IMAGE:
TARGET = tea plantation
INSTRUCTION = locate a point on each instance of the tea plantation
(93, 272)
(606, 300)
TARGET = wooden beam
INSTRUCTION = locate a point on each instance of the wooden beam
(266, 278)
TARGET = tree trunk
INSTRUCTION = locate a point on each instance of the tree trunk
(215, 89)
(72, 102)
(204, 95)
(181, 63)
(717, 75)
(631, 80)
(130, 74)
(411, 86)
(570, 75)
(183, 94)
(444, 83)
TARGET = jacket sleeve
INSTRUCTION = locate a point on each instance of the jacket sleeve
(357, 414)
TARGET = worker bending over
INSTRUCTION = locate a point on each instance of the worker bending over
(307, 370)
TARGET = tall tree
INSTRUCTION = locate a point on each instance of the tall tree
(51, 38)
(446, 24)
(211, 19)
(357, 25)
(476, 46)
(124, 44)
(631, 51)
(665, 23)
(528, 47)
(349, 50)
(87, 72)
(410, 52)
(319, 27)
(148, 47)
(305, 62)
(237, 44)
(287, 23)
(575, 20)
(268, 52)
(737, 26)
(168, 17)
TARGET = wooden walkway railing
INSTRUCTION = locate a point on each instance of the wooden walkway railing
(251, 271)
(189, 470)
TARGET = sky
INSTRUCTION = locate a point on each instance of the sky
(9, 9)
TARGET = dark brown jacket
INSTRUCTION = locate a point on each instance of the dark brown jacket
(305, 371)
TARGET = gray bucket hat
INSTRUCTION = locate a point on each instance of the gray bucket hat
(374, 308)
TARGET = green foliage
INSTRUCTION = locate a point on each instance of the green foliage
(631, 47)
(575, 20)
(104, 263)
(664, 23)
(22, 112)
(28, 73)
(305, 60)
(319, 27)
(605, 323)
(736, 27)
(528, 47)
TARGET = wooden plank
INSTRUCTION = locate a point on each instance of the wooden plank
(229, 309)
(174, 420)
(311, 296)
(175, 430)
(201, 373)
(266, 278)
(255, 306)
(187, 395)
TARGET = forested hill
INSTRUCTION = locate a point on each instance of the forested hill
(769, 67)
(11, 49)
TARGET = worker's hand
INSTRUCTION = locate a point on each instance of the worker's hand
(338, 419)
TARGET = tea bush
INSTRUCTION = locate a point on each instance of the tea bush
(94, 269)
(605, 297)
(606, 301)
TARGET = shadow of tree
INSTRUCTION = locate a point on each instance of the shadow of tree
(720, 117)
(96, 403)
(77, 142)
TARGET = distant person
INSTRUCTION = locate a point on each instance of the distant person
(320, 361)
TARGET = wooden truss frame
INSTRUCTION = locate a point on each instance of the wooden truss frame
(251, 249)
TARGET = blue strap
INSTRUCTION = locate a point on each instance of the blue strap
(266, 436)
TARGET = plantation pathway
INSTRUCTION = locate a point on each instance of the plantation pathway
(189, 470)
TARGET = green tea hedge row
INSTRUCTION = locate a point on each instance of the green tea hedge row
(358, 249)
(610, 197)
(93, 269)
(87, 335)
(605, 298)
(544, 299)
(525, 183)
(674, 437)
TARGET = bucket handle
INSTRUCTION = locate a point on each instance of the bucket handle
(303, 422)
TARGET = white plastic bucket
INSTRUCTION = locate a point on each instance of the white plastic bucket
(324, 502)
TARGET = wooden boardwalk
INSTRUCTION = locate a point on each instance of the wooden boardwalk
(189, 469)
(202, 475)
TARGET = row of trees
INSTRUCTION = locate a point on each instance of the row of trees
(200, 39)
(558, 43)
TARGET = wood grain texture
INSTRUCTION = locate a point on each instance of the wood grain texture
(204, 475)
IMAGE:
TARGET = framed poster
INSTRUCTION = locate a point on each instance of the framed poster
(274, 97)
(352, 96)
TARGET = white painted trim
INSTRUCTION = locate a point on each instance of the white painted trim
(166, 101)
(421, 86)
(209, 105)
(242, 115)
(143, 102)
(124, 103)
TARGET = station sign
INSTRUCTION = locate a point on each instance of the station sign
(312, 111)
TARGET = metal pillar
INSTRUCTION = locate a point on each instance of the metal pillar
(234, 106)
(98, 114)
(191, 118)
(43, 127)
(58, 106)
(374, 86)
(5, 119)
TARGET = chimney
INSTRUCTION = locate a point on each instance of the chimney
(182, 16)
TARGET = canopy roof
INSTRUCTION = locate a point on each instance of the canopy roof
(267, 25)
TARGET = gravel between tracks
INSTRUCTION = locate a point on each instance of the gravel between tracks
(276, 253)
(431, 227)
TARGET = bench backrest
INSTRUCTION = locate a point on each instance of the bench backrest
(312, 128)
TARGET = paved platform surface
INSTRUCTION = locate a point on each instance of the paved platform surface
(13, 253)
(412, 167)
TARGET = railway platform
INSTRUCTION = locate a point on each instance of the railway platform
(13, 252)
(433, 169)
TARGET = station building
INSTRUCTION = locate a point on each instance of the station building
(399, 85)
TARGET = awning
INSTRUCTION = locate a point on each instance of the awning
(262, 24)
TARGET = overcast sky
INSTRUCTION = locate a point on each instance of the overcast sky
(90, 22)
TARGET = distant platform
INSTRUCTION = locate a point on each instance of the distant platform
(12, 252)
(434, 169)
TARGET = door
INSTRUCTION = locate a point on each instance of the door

◆ Your task ◆
Among the lines above, find the one with "TARGET = tree trunk" and the one with "TARGET = jacket sleeve". Quote both and everything between them, exactly.

◆ Answer for this exercise ◆
TARGET = tree trunk
INSTRUCTION = locate a point on each instance of the tree trunk
(215, 89)
(72, 102)
(204, 95)
(181, 63)
(717, 75)
(631, 80)
(130, 74)
(411, 86)
(570, 75)
(183, 94)
(444, 83)
TARGET = jacket sleeve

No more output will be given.